Required actions »
1. Using the article on envy and dignity below, decide whether each statement agrees with it. Answer yes or no and quote the words of the text that settle it.
(a) The friend visits his father at the nursing facility once a week.
(b) The article says our dignity is anchored in God's love.
(c) The nursing home staff know the father personally.
2. Translate this sentence from the article on envy and dignity into Spanish: "Our dignity and value as persons is not found in what we have or what we can do."
3. Answer these questions from the article on envy and dignity below.
(a) What book is the article adapted from?
(b) What document is the opening quotation taken from?
(c) What is the first of the three steps called?

Given text »
▬▬▬

Green With Envy: 3 Steps to Rediscovering Your Worth in Christ

Image via shutterstock.

Image via shutterstock.

 

The following is adapted from my newest book, Broken Gods:  Hope, Healing, and the Seven Longings of the Human Heart

“Human personhood must be respected with a reverence that is religious. When we deal with each other, we should do so with the sense of awe that arises in the  presence of something holy and sacred. For that is what human beings are: we are created in the image of God.”     ~USCCB,  Economic Justice for All

The Source of our Dignity

Do you have any idea of what you are worth in the eyes of God?  Words can barely describe it.

The modern world has a skewed view of what gives a person dignity. We tend to think that our dignity is tied up in our possessions, our status, our accomplishments or our position in society.  But none of these things is powerful enough or stable enough to convey the innate dignity that each of us has in the eyes of God.

A friend of mine is caring for his elderly father.  His father can do little for himself. He is weak and sickly and it is difficult for him to get out of bed.  But my friend loves his father.  He visits him daily in the nursing facility.  He brings his father little treats and tokens of his affection.  He tells the staff stories of his father’s younger days, the adventures he had as a young man and the kind of father he was.  My friend’s love shines out for his father.  Thanks to my friend’s dedication, even the staff treats my friend’s father with a little extra respect.  They don’t know him.  They don’t have any reason to consider him in any different light than any of the other patients in the nursing home.  So why do they take a little extra time with him and speak to him more gently?  Because he is loved.

A baby can’t do anything for herself.  She can’t bathe or feed or dress herself.  She can’t help pay the bills or clean the house.  Despite all this, strangers see her and say how beautiful and precious she is.  Why?  Because she is loved.

Our dignity and value as persons is not found in what we have or what we can do.  It is anchored in God’s undying, perpetual love for us.  As the quote at the top of this article asserts, each person is sacred and worthy of awe because of God’s miraculous love for us.   Even if the love of others fails, God’s love never fails (1 Chron 16:34).   God loves you so much that not only has he made you in his image, but he was born, lived, suffered, died and rose again so that you might know how much you are worth to him.  And if that wasn’t enough, he loves you so much that he wants to transform you into someone who is perfect and immortal and can be intimately united to God–so that you can spend all of eternity being loved by him.

Envy:  The Twisting of our Dignity    

When we forget that God’s love for us is the root of our sense of worth and dignity,  envy takes hold.  Envy represents the twisting of our Divine Longing for Dignity.   It tells us that our dignity is not rooted in God’s love for us, but rather in having, doing, and being everything that the people around us have, do, and are.  Envy chains us to a treadmill that makes me run after everything that everyone else has so that I can feel “as worthwhile as” they are.  The problems is, no matter what I acquire or achieve, either someone will always be further up the ladder or I will always run the risk of losing what I’ve accomplished and, by extension, what sense of dignity those accomplishments have afforded me.  The more I give into envying someone else’s life, marriage, family, money, position, or anything else, the more I have separated myself from the experience of God’s love, which is the only true foundation on which my dignity can rest.

So when I am tempted to give into envy, how can I recover?

3 Steps to Beating Envy and Reclaiming my Dignity in Christ.

1.  Recenter the Battle.    When we give into envy we tend to beat up on ourselves. “Look at how pathetic I am?  What’s wrong with me?  Why can’t I just be grateful for what I have?”  None of this works.  The only way to beat envy is to identify the threat to my divine longing for dignity.  Ask yourself, “Why do I feel my dignity is threatened?”  “What is making me feel unworthy of God’s love?”

For instance, “I feel that God doesn’t love me because I am not successful like so-and-so.”  Or “I feel that God does not love me because I don’t have the family that so-and-so does.”   If we can identify the perceived threat to our dignity, we can identify the idol that is separating us from God’s love.

▬▬▬

Extracted material »
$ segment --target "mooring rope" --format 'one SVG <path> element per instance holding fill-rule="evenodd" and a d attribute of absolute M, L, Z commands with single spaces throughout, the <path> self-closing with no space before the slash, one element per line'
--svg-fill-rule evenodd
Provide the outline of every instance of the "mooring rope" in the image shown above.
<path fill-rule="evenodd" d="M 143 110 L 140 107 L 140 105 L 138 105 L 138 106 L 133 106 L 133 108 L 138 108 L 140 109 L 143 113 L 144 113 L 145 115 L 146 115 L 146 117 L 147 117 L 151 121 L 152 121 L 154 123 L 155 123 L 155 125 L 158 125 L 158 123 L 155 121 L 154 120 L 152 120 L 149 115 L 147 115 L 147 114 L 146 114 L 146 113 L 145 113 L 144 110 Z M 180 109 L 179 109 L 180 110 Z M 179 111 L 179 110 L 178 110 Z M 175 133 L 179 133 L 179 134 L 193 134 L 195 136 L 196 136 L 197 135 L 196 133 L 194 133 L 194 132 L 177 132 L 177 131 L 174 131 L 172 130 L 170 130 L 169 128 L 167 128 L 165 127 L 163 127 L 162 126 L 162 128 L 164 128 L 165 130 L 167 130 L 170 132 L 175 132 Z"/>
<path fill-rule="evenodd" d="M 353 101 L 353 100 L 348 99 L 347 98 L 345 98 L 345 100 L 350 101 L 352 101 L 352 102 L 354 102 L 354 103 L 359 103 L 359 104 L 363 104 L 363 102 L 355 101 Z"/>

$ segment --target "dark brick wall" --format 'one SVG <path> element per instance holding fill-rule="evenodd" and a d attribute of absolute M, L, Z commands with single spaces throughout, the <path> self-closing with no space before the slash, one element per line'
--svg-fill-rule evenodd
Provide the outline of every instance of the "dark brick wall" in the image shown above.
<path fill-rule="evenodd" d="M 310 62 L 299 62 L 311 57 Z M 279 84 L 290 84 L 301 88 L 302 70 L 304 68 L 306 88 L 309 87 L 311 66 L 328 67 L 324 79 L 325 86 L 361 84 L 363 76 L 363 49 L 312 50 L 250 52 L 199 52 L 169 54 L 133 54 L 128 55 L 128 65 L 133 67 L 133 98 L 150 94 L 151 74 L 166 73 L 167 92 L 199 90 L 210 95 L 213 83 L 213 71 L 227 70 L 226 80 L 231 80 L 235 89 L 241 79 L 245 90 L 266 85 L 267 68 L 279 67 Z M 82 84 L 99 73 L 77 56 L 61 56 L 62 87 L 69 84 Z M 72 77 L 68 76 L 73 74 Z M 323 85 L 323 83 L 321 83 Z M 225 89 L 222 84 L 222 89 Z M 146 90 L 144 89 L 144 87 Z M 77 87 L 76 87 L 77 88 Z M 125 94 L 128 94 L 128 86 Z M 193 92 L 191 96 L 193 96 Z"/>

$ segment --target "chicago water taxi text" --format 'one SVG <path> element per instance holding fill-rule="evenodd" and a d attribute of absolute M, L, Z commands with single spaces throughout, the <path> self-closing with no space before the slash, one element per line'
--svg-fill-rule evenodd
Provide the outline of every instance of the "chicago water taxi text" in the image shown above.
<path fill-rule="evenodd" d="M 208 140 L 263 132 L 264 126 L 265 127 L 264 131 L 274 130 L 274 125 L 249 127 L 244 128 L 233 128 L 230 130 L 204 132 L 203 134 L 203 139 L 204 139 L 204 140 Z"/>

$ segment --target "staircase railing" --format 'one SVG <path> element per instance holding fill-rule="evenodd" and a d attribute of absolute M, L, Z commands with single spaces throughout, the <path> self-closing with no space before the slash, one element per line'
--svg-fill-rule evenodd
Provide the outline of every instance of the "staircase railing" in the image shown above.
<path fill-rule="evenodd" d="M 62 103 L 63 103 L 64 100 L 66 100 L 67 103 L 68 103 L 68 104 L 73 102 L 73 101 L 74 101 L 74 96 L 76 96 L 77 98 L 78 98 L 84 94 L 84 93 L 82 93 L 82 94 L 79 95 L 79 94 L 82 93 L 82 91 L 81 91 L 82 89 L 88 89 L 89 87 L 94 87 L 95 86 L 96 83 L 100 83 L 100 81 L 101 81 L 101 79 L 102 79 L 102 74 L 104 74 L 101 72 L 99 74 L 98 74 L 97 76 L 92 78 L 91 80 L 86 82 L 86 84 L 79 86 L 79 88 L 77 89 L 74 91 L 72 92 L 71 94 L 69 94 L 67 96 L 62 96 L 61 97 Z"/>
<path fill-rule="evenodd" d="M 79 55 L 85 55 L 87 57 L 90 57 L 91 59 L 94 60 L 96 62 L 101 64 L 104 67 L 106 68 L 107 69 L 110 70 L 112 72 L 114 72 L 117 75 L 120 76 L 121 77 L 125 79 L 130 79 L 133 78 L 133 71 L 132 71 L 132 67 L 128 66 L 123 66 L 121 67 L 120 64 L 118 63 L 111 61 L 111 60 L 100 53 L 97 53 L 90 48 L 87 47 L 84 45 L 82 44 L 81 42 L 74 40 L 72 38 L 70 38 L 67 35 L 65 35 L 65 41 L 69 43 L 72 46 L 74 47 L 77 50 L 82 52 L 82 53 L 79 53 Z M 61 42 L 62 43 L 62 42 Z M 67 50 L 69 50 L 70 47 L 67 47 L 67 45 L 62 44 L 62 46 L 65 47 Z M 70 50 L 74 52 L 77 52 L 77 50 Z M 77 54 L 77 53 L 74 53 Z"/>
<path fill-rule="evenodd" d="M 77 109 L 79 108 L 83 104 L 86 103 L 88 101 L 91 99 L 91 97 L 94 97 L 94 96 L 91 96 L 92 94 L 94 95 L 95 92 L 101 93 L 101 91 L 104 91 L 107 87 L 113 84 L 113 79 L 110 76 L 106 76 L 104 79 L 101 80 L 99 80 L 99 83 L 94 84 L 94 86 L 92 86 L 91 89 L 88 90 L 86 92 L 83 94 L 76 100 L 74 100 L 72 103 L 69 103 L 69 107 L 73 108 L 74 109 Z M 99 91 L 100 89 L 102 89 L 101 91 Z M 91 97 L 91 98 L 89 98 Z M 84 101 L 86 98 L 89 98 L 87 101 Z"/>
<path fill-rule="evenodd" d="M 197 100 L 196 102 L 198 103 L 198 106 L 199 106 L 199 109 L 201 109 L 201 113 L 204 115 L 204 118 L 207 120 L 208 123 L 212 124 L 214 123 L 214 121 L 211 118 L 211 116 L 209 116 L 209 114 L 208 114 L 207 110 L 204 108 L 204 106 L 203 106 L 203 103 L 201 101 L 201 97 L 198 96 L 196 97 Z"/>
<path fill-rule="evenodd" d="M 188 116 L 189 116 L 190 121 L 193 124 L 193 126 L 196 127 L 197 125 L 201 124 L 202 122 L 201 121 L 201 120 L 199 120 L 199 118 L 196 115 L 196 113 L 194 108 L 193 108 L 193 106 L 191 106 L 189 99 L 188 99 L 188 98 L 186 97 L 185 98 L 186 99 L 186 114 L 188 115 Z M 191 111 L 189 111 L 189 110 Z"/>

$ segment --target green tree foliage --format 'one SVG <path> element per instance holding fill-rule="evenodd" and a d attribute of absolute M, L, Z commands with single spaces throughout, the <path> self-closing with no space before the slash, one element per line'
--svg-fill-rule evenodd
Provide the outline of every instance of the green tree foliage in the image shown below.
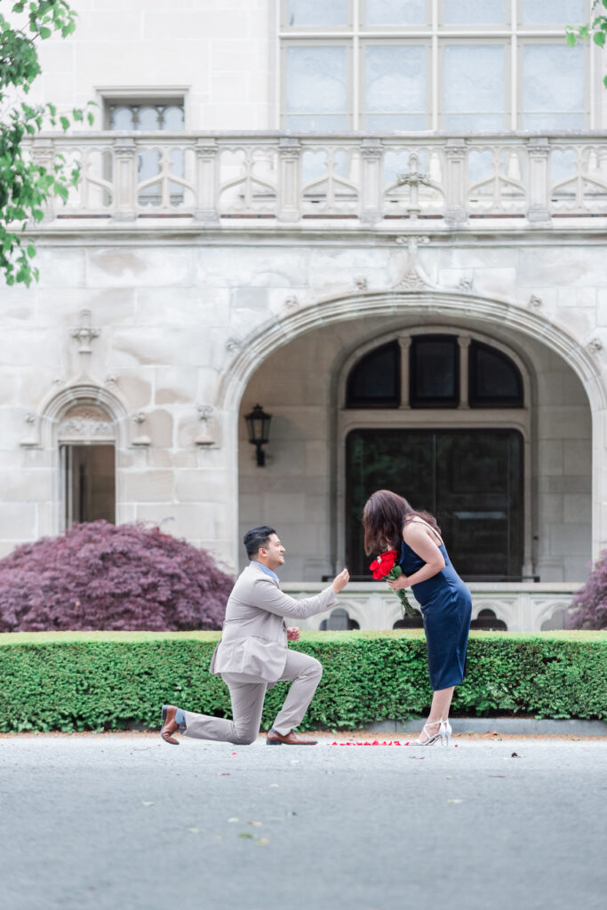
<path fill-rule="evenodd" d="M 70 185 L 78 181 L 79 168 L 68 167 L 60 155 L 50 165 L 36 162 L 26 147 L 27 137 L 46 125 L 65 131 L 85 116 L 92 123 L 93 116 L 77 107 L 67 115 L 59 114 L 52 104 L 15 102 L 16 96 L 27 95 L 41 73 L 38 42 L 53 33 L 66 38 L 76 28 L 76 13 L 65 0 L 10 5 L 11 22 L 0 13 L 0 272 L 9 285 L 29 286 L 37 279 L 38 269 L 32 265 L 35 246 L 25 236 L 28 225 L 43 219 L 43 207 L 51 197 L 67 198 Z"/>
<path fill-rule="evenodd" d="M 590 41 L 591 38 L 599 47 L 605 46 L 607 41 L 607 0 L 594 0 L 592 6 L 592 19 L 585 25 L 567 25 L 565 40 L 570 47 L 575 47 L 578 41 Z M 607 88 L 607 76 L 603 77 Z"/>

▬▬▬

Task solutions »
1.
(a) No: "He visits him daily in the nursing facility."
(b) Yes: "It is anchored in God’s undying, perpetual love for us."
(c) No: "They don’t know him."

2. Nuestra dignidad y nuestro valor como personas no se encuentran en lo que tenemos ni en lo que podemos hacer.

3.
(a) Broken Gods: Hope, Healing, and the Seven Longings of the Human Heart
(b) Economic Justice for All, from the USCCB
(c) Recenter the Battle